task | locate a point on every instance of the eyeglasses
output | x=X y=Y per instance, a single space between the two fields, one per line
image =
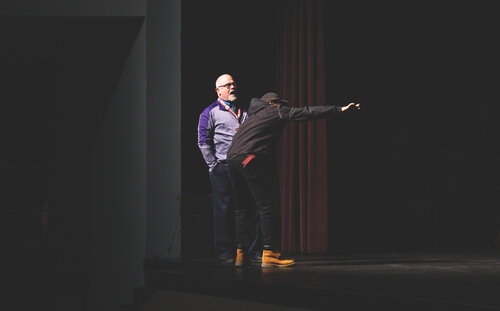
x=228 y=85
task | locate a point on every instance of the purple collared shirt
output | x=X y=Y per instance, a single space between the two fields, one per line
x=216 y=128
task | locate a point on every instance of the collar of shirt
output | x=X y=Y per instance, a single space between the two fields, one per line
x=231 y=105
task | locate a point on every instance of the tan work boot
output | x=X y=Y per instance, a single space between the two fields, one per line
x=272 y=259
x=240 y=258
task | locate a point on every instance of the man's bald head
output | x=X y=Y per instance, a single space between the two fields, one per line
x=225 y=87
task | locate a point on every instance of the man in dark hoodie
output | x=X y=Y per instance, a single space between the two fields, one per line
x=250 y=160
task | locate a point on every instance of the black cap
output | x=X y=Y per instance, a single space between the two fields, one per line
x=274 y=97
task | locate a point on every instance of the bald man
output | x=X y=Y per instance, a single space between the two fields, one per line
x=217 y=125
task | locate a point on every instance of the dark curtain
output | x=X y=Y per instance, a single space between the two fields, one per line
x=303 y=159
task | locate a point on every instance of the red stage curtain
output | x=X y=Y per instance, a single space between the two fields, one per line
x=303 y=159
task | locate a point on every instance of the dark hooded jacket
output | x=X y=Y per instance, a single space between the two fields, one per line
x=265 y=122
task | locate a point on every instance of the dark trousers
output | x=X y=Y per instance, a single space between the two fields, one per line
x=224 y=219
x=254 y=183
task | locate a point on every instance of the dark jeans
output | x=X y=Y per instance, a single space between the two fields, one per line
x=224 y=227
x=254 y=183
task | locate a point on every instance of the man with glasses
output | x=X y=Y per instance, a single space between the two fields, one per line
x=217 y=125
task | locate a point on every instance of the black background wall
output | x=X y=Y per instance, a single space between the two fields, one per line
x=416 y=169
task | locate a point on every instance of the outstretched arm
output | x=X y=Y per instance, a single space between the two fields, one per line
x=351 y=107
x=315 y=112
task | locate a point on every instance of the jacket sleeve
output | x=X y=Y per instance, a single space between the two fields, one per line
x=205 y=138
x=309 y=112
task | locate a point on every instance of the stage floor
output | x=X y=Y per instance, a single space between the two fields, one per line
x=407 y=281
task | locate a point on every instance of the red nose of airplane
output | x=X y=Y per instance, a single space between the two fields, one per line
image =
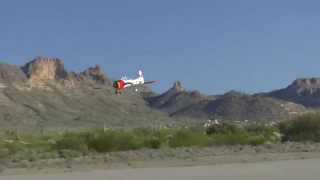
x=119 y=84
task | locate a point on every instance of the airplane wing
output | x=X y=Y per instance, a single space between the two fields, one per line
x=149 y=82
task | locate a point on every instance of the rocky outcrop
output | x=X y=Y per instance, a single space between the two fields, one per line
x=175 y=98
x=10 y=74
x=42 y=70
x=304 y=91
x=96 y=74
x=238 y=106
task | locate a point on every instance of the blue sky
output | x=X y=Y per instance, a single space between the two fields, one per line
x=210 y=45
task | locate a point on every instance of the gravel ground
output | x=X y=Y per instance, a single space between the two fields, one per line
x=165 y=157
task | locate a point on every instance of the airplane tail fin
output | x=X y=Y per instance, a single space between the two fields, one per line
x=140 y=73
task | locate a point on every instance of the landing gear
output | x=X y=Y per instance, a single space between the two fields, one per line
x=118 y=91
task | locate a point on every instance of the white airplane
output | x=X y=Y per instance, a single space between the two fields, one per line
x=124 y=82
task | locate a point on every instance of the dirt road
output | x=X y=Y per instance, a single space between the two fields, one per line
x=284 y=170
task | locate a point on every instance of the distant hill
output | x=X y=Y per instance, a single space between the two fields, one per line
x=231 y=106
x=44 y=95
x=302 y=91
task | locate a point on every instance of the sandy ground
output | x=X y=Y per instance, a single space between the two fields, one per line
x=284 y=170
x=290 y=160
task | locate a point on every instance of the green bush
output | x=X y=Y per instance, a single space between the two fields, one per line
x=112 y=141
x=224 y=128
x=302 y=128
x=72 y=141
x=186 y=137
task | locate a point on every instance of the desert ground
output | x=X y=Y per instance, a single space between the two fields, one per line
x=284 y=170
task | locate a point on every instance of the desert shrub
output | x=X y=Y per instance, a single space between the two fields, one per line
x=186 y=137
x=302 y=128
x=224 y=128
x=113 y=141
x=237 y=139
x=72 y=141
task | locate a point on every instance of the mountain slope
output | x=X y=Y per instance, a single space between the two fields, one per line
x=238 y=106
x=231 y=106
x=302 y=91
x=43 y=95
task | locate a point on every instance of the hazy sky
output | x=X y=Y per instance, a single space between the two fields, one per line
x=210 y=45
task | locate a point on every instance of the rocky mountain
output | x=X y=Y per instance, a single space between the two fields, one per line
x=302 y=91
x=175 y=99
x=44 y=95
x=238 y=106
x=231 y=106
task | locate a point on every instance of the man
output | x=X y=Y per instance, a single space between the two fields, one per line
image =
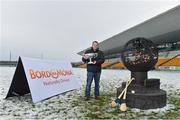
x=93 y=70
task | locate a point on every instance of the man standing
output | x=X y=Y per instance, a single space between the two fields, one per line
x=93 y=70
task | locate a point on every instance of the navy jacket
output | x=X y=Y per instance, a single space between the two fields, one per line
x=99 y=60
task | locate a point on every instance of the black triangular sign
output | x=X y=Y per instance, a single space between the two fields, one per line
x=19 y=85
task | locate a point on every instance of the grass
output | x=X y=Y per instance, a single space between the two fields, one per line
x=101 y=109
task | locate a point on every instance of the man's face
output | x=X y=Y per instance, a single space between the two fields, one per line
x=95 y=46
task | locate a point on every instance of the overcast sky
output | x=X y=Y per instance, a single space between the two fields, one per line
x=58 y=29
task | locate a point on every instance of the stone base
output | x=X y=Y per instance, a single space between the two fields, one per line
x=144 y=97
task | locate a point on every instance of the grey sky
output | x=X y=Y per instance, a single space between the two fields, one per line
x=59 y=29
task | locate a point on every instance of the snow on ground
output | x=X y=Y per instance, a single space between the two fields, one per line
x=63 y=106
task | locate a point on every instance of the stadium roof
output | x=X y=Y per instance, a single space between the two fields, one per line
x=164 y=28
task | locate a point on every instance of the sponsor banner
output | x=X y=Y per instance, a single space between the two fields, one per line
x=45 y=78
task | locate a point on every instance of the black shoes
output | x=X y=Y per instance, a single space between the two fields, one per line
x=88 y=98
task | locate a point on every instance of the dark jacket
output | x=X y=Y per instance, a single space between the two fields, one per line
x=99 y=60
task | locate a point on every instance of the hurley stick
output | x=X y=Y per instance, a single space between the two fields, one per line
x=118 y=101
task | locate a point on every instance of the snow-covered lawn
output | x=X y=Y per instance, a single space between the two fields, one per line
x=71 y=105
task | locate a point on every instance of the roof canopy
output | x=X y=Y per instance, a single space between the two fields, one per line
x=164 y=28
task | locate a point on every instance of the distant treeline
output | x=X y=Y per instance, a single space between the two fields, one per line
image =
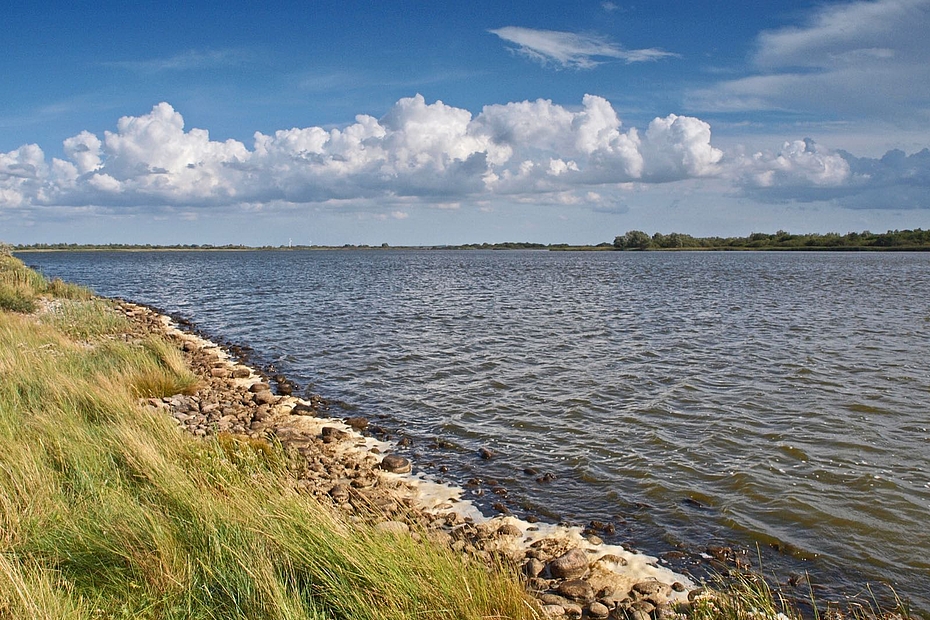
x=633 y=240
x=781 y=240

* * *

• _THE PROBLEM_:
Take the line that contains "task | locate a point on every instance of the hurley" and all lines after it to the end of the material above, and copy them verbatim without any images.

• _PROBLEM SOLUTION_:
task | locate a point on every instance of the hurley stick
output | x=X y=Y per instance, a single space between the two fields, one per line
x=118 y=101
task | locate a point on every instance of the snow-covered lawn
output | x=X y=Y per instance, a single space between the two fields, one per line
x=71 y=105
task | locate a point on every instance of the roof canopy
output | x=X y=Y per instance, a single space between the two fields, one per line
x=164 y=28
task | locate a point on every instance of the distant treeline
output | x=X y=Y per instance, a single space between the two fields, one per line
image =
x=633 y=240
x=781 y=240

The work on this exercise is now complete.